Recorded data Block Start
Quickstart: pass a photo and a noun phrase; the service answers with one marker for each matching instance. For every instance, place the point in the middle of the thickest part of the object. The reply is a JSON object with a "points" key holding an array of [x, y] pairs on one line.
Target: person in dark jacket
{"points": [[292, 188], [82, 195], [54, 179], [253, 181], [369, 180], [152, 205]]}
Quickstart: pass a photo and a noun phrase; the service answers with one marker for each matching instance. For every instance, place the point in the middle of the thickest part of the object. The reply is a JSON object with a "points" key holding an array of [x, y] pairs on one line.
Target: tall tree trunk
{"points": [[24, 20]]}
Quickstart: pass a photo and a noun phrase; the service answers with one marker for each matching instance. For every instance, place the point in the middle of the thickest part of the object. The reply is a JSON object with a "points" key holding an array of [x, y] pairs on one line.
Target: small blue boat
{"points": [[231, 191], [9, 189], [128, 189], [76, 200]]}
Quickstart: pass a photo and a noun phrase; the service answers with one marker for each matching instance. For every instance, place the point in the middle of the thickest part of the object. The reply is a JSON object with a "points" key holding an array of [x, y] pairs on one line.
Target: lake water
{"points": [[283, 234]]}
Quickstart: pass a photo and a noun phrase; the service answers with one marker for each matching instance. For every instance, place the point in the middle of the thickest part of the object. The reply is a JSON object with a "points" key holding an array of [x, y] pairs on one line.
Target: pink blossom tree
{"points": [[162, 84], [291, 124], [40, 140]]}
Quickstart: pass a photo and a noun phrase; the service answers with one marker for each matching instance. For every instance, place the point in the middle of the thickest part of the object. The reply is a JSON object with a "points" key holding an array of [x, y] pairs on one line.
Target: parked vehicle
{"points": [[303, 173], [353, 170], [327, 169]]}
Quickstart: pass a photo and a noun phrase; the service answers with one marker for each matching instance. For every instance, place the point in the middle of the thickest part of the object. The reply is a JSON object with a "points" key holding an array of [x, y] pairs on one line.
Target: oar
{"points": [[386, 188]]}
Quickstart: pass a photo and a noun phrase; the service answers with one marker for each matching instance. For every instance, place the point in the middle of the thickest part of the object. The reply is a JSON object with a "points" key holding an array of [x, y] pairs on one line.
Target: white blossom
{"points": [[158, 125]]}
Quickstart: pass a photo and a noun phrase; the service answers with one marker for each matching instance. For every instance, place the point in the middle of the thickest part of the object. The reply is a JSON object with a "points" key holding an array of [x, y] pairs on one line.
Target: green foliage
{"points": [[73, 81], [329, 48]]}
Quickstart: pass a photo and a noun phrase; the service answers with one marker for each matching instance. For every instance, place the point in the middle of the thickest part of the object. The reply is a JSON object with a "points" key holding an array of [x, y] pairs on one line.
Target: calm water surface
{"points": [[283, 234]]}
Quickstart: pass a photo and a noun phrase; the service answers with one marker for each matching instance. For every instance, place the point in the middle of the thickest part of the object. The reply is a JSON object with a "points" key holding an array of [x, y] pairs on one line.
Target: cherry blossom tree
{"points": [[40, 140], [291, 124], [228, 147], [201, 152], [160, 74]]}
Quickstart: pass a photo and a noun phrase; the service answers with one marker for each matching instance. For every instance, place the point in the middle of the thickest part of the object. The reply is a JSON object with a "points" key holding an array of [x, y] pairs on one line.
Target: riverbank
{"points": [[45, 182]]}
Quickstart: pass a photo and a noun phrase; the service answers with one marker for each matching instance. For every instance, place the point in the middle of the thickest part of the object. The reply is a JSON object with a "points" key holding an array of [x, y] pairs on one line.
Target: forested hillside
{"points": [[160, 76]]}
Recorded data Block End
Recorded data Block Start
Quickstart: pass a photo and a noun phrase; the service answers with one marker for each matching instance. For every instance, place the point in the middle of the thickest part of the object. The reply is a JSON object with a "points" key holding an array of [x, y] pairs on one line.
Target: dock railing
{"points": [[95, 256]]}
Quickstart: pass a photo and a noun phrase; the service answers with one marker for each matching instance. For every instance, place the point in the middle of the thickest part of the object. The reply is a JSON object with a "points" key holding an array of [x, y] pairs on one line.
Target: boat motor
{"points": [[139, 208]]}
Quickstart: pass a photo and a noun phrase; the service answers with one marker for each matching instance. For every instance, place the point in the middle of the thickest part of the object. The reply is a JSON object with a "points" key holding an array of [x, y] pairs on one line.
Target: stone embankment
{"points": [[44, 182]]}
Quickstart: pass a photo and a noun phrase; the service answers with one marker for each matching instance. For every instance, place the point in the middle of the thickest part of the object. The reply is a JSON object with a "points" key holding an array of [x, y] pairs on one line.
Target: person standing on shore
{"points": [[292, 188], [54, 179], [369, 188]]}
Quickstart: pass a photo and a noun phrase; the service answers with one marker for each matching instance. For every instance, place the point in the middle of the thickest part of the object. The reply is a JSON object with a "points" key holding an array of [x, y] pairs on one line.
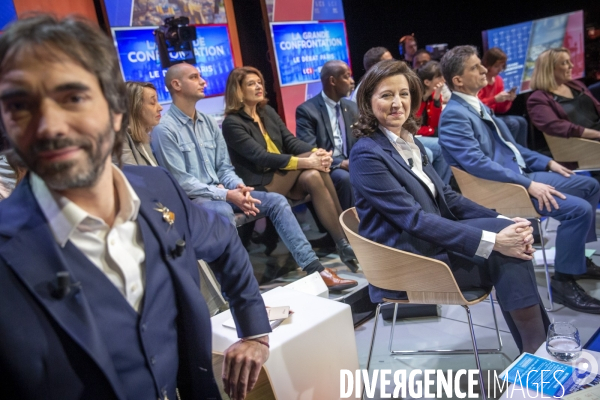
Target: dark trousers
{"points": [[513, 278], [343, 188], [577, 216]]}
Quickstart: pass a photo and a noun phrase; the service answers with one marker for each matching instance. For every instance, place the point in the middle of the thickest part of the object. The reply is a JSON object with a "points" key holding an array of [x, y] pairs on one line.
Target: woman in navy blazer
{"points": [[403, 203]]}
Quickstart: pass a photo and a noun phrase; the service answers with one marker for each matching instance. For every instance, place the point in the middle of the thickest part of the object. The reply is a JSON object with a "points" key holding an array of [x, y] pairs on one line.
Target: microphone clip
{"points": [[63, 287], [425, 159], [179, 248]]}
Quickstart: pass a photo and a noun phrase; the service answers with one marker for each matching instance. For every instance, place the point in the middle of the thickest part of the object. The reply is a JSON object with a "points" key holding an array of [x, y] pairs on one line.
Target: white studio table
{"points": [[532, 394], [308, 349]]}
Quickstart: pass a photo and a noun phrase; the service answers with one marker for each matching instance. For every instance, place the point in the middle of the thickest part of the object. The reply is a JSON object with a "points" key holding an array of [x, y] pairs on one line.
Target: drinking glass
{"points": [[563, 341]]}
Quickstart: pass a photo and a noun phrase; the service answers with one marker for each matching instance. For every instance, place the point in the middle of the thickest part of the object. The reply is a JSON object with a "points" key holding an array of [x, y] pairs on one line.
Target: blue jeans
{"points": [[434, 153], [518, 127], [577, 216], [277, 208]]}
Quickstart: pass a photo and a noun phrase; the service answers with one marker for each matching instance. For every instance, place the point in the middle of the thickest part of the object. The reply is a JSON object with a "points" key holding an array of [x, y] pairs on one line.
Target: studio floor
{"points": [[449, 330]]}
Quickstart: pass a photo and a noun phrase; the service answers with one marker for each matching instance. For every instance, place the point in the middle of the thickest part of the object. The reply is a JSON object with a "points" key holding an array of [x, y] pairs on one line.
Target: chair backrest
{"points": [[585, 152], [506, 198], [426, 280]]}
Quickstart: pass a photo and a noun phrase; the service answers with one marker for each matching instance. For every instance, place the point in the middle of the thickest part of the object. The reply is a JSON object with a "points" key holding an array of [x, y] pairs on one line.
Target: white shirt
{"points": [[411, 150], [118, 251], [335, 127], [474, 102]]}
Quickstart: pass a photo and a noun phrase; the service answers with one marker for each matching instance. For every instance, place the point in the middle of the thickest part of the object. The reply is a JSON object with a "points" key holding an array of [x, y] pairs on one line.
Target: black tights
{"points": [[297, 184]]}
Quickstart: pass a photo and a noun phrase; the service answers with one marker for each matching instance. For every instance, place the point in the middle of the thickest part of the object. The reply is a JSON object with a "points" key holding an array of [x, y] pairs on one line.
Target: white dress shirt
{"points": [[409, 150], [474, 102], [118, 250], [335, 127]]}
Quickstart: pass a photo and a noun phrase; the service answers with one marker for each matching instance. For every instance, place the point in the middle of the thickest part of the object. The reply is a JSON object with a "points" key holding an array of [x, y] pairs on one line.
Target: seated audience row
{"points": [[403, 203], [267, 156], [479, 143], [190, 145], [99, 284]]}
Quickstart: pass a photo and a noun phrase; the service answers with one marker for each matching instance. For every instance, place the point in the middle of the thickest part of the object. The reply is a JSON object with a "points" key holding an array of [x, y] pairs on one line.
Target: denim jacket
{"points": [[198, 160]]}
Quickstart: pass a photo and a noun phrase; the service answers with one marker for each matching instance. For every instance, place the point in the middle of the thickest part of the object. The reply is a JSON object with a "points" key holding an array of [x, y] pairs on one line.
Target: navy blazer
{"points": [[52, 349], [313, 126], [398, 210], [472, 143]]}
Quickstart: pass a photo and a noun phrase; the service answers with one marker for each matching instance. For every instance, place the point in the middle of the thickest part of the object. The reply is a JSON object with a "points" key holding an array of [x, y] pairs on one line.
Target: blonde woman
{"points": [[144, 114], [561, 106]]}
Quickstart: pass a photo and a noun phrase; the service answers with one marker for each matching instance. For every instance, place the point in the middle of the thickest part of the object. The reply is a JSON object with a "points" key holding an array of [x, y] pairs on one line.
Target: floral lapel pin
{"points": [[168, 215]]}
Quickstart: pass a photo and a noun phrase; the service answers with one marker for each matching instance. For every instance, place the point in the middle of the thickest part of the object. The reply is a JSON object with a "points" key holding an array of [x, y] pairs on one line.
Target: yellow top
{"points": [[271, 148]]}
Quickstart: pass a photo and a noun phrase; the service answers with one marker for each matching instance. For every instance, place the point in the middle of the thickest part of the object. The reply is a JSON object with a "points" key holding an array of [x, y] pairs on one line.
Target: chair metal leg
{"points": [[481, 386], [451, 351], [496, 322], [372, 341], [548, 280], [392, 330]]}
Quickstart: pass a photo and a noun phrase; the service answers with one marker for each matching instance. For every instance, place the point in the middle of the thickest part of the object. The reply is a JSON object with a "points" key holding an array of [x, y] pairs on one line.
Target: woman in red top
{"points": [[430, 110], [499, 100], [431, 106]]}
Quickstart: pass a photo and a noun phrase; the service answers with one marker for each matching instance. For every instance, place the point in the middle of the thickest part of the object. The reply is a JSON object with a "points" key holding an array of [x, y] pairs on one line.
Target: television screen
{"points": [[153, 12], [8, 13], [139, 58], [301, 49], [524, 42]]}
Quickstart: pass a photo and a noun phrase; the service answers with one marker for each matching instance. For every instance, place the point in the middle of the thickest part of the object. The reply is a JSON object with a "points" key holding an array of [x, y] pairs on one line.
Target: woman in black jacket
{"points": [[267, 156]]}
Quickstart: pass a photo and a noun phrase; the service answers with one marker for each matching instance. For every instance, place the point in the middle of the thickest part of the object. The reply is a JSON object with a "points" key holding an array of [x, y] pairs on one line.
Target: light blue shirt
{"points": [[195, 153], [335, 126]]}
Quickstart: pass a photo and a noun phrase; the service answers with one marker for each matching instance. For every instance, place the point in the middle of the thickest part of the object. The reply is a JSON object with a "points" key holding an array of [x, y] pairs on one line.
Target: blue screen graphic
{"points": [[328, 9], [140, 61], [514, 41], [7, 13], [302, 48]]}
Recorded data Block End
Recorded data Block Start
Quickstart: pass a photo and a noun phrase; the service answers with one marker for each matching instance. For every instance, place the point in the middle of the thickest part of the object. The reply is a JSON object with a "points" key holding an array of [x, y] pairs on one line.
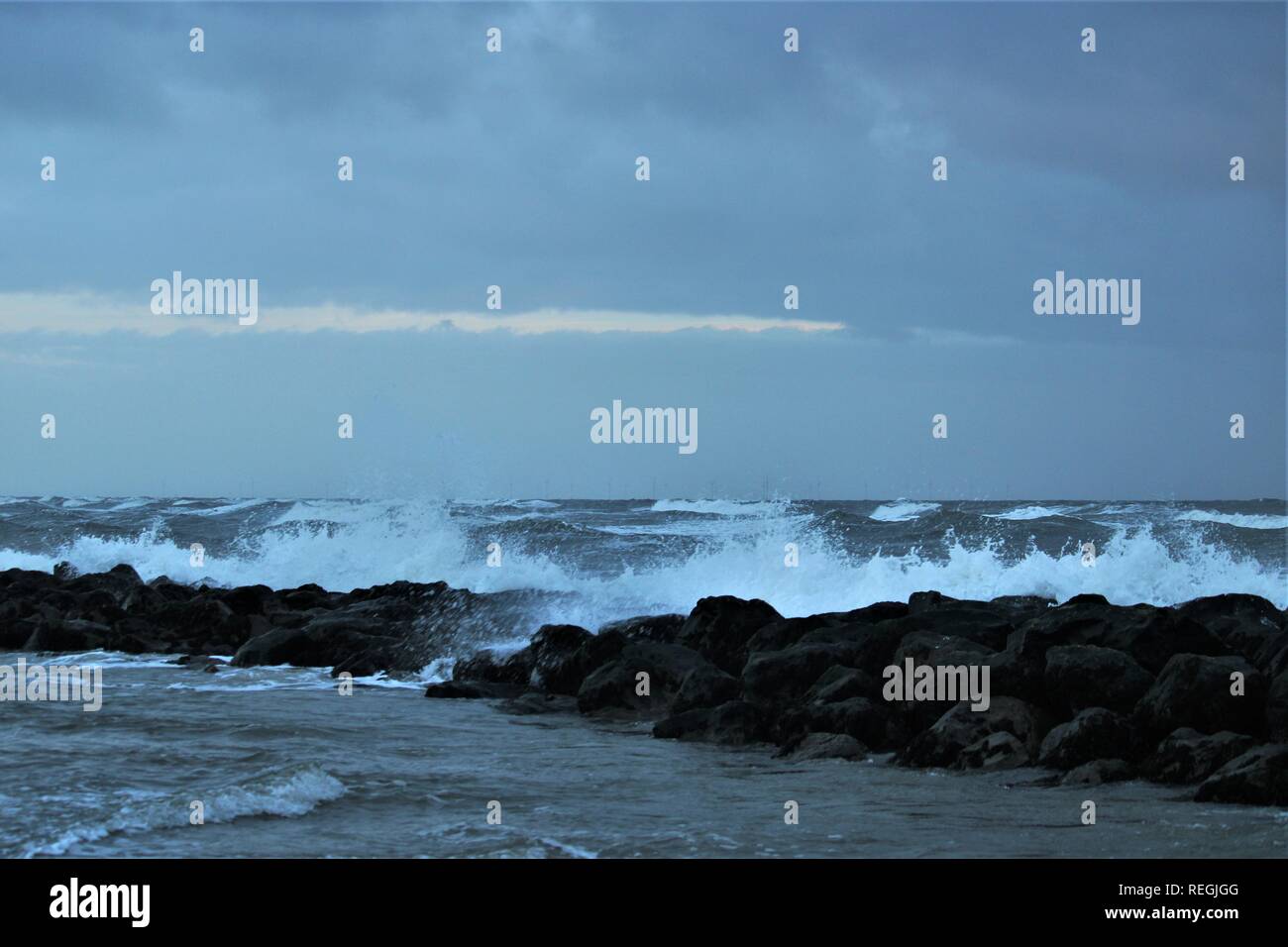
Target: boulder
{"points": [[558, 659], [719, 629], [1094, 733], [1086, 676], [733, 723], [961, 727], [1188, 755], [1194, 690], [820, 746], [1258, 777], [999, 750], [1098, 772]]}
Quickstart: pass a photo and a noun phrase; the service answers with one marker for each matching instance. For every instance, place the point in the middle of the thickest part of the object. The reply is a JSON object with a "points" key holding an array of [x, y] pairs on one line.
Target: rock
Recorded data Block End
Assignment: In the entries above, restate word for word the lines between the one holding "Target: boulder" and the one holding "Target: rock", inclusive, and nothing besides.

Expected output:
Target: boulder
{"points": [[558, 659], [719, 629], [1094, 733], [1086, 676], [733, 723], [961, 727], [1188, 755], [1194, 690], [820, 746], [1258, 777], [999, 750], [1098, 772]]}
Quickstart: pass a photo and a noun phrase; the service answers with one marker for each matching instance. For every instance, place the point in the middle of the thickest part of the object. The reply is a JSON object with a "points" key holding an array of [x, y] pairs on one line.
Target: rock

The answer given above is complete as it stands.